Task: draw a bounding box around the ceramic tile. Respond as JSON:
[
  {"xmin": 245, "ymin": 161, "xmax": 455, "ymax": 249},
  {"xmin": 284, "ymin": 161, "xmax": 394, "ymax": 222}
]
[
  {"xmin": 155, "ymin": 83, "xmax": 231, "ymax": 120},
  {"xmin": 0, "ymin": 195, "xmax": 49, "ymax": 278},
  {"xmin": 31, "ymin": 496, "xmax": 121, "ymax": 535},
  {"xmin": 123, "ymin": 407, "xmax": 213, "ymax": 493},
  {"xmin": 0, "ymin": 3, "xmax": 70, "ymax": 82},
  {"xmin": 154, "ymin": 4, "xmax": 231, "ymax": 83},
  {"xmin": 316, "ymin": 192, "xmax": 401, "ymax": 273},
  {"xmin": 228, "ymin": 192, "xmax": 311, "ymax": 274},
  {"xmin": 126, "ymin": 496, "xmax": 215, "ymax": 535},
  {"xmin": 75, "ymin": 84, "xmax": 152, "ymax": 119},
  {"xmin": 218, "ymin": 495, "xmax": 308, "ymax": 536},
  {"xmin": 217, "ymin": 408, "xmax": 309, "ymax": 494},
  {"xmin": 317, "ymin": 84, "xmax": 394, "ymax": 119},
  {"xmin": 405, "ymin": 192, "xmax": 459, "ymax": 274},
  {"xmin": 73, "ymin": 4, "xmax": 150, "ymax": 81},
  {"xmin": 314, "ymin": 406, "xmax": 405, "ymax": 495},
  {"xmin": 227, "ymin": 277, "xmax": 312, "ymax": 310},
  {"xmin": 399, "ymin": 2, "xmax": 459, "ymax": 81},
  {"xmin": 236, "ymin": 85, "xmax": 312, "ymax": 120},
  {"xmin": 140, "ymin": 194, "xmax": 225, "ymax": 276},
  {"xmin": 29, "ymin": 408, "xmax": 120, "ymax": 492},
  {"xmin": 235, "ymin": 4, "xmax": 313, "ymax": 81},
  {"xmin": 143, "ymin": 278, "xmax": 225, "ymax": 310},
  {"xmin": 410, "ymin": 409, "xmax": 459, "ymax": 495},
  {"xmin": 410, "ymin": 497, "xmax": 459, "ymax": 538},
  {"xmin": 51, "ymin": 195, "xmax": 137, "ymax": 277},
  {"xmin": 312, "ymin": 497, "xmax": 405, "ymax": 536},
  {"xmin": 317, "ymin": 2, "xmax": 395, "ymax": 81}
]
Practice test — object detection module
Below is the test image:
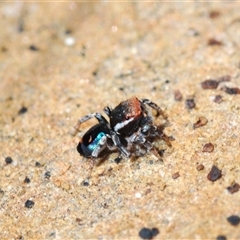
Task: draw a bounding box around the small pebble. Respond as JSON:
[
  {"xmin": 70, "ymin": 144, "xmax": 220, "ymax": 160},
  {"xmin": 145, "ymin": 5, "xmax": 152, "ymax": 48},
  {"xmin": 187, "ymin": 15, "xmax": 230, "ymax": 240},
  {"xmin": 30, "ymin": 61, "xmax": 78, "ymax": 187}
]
[
  {"xmin": 152, "ymin": 228, "xmax": 159, "ymax": 237},
  {"xmin": 213, "ymin": 95, "xmax": 223, "ymax": 103},
  {"xmin": 135, "ymin": 193, "xmax": 142, "ymax": 198},
  {"xmin": 227, "ymin": 183, "xmax": 240, "ymax": 194},
  {"xmin": 185, "ymin": 99, "xmax": 196, "ymax": 109},
  {"xmin": 64, "ymin": 36, "xmax": 76, "ymax": 46},
  {"xmin": 216, "ymin": 235, "xmax": 227, "ymax": 240},
  {"xmin": 218, "ymin": 75, "xmax": 231, "ymax": 83},
  {"xmin": 221, "ymin": 86, "xmax": 240, "ymax": 95},
  {"xmin": 227, "ymin": 215, "xmax": 240, "ymax": 226},
  {"xmin": 25, "ymin": 200, "xmax": 35, "ymax": 208},
  {"xmin": 5, "ymin": 157, "xmax": 13, "ymax": 164},
  {"xmin": 202, "ymin": 143, "xmax": 214, "ymax": 152},
  {"xmin": 201, "ymin": 79, "xmax": 219, "ymax": 89},
  {"xmin": 29, "ymin": 45, "xmax": 39, "ymax": 52},
  {"xmin": 207, "ymin": 166, "xmax": 222, "ymax": 182},
  {"xmin": 174, "ymin": 90, "xmax": 183, "ymax": 102},
  {"xmin": 18, "ymin": 107, "xmax": 28, "ymax": 115},
  {"xmin": 139, "ymin": 228, "xmax": 159, "ymax": 239},
  {"xmin": 208, "ymin": 38, "xmax": 223, "ymax": 46},
  {"xmin": 44, "ymin": 171, "xmax": 51, "ymax": 179},
  {"xmin": 82, "ymin": 179, "xmax": 89, "ymax": 187},
  {"xmin": 209, "ymin": 10, "xmax": 221, "ymax": 18},
  {"xmin": 35, "ymin": 162, "xmax": 42, "ymax": 167},
  {"xmin": 172, "ymin": 172, "xmax": 180, "ymax": 179},
  {"xmin": 193, "ymin": 116, "xmax": 208, "ymax": 129}
]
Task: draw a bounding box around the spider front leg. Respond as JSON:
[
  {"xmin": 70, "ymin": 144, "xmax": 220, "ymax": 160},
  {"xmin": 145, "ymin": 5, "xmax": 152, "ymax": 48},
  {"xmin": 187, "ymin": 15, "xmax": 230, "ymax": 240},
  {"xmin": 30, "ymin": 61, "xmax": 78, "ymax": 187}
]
[
  {"xmin": 72, "ymin": 112, "xmax": 109, "ymax": 136},
  {"xmin": 140, "ymin": 99, "xmax": 167, "ymax": 119},
  {"xmin": 103, "ymin": 106, "xmax": 112, "ymax": 117}
]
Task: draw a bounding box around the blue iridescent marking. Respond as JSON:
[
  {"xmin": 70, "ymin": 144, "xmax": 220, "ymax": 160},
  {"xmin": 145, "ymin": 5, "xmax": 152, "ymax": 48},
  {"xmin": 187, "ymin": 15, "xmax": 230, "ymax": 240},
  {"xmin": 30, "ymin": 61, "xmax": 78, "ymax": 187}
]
[{"xmin": 87, "ymin": 132, "xmax": 105, "ymax": 151}]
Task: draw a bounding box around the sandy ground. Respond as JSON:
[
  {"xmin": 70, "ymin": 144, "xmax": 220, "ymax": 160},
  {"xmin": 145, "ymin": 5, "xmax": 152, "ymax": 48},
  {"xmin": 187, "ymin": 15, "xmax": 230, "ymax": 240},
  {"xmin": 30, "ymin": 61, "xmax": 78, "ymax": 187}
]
[{"xmin": 0, "ymin": 1, "xmax": 240, "ymax": 240}]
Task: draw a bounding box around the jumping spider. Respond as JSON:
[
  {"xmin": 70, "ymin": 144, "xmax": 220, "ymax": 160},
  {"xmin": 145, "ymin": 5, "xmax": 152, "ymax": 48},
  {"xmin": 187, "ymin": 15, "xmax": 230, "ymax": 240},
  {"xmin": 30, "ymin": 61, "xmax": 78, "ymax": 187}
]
[{"xmin": 75, "ymin": 97, "xmax": 171, "ymax": 161}]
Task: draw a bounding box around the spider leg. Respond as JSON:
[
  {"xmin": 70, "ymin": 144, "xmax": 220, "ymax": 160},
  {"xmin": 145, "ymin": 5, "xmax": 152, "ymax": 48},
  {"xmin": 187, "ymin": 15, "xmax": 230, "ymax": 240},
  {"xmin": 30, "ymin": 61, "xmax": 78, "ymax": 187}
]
[
  {"xmin": 103, "ymin": 106, "xmax": 112, "ymax": 117},
  {"xmin": 110, "ymin": 130, "xmax": 131, "ymax": 158},
  {"xmin": 92, "ymin": 136, "xmax": 107, "ymax": 158},
  {"xmin": 140, "ymin": 99, "xmax": 167, "ymax": 119},
  {"xmin": 72, "ymin": 112, "xmax": 108, "ymax": 136}
]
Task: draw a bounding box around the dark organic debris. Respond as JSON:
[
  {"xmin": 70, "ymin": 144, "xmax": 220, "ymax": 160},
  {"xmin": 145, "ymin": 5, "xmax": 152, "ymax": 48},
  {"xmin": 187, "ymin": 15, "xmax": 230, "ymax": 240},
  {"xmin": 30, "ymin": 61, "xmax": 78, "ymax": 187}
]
[
  {"xmin": 227, "ymin": 183, "xmax": 240, "ymax": 194},
  {"xmin": 207, "ymin": 166, "xmax": 222, "ymax": 182},
  {"xmin": 139, "ymin": 228, "xmax": 159, "ymax": 239},
  {"xmin": 5, "ymin": 157, "xmax": 13, "ymax": 164},
  {"xmin": 221, "ymin": 86, "xmax": 240, "ymax": 95},
  {"xmin": 197, "ymin": 164, "xmax": 204, "ymax": 171},
  {"xmin": 18, "ymin": 107, "xmax": 28, "ymax": 115},
  {"xmin": 202, "ymin": 143, "xmax": 214, "ymax": 152},
  {"xmin": 185, "ymin": 98, "xmax": 196, "ymax": 109},
  {"xmin": 25, "ymin": 200, "xmax": 35, "ymax": 208},
  {"xmin": 193, "ymin": 116, "xmax": 208, "ymax": 129}
]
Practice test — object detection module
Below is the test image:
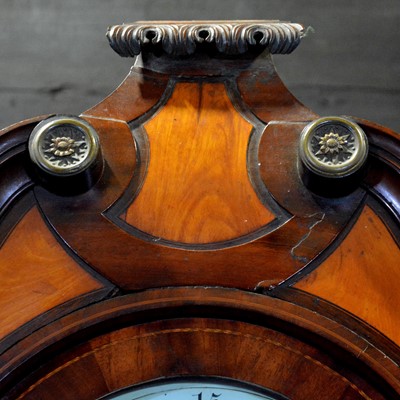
◆ ◆ ◆ ◆ ◆
_WORK TO DO_: Edit the rows from the line with "Task: draw a bounding box around the spider leg." through the end of the rows so that "Respond as JSON" becomes "Reply in JSON", with everything else left the same. Give back only those lines, and leave out the pictures.

_COMPLETE ANSWER_:
Task: draw a bounding box around the spider leg. Reply in JSON:
[
  {"xmin": 70, "ymin": 144, "xmax": 220, "ymax": 160},
  {"xmin": 145, "ymin": 5, "xmax": 152, "ymax": 48},
  {"xmin": 187, "ymin": 15, "xmax": 230, "ymax": 240},
  {"xmin": 30, "ymin": 61, "xmax": 78, "ymax": 187}
]
[
  {"xmin": 103, "ymin": 106, "xmax": 112, "ymax": 117},
  {"xmin": 110, "ymin": 130, "xmax": 131, "ymax": 158},
  {"xmin": 92, "ymin": 136, "xmax": 107, "ymax": 158},
  {"xmin": 140, "ymin": 99, "xmax": 167, "ymax": 119},
  {"xmin": 72, "ymin": 112, "xmax": 108, "ymax": 136}
]
Task: draw a bounding box around the dark organic debris. Reply in JSON:
[
  {"xmin": 70, "ymin": 144, "xmax": 220, "ymax": 160},
  {"xmin": 145, "ymin": 5, "xmax": 152, "ymax": 48},
  {"xmin": 187, "ymin": 15, "xmax": 230, "ymax": 240},
  {"xmin": 30, "ymin": 61, "xmax": 78, "ymax": 187}
]
[
  {"xmin": 227, "ymin": 183, "xmax": 240, "ymax": 194},
  {"xmin": 207, "ymin": 166, "xmax": 222, "ymax": 182},
  {"xmin": 139, "ymin": 228, "xmax": 159, "ymax": 239},
  {"xmin": 5, "ymin": 157, "xmax": 13, "ymax": 164},
  {"xmin": 221, "ymin": 86, "xmax": 240, "ymax": 95},
  {"xmin": 197, "ymin": 164, "xmax": 204, "ymax": 171},
  {"xmin": 18, "ymin": 107, "xmax": 28, "ymax": 115},
  {"xmin": 202, "ymin": 143, "xmax": 214, "ymax": 152},
  {"xmin": 185, "ymin": 98, "xmax": 196, "ymax": 109},
  {"xmin": 25, "ymin": 200, "xmax": 35, "ymax": 208},
  {"xmin": 193, "ymin": 116, "xmax": 208, "ymax": 129}
]
Practice test — object detection module
Below is the test image:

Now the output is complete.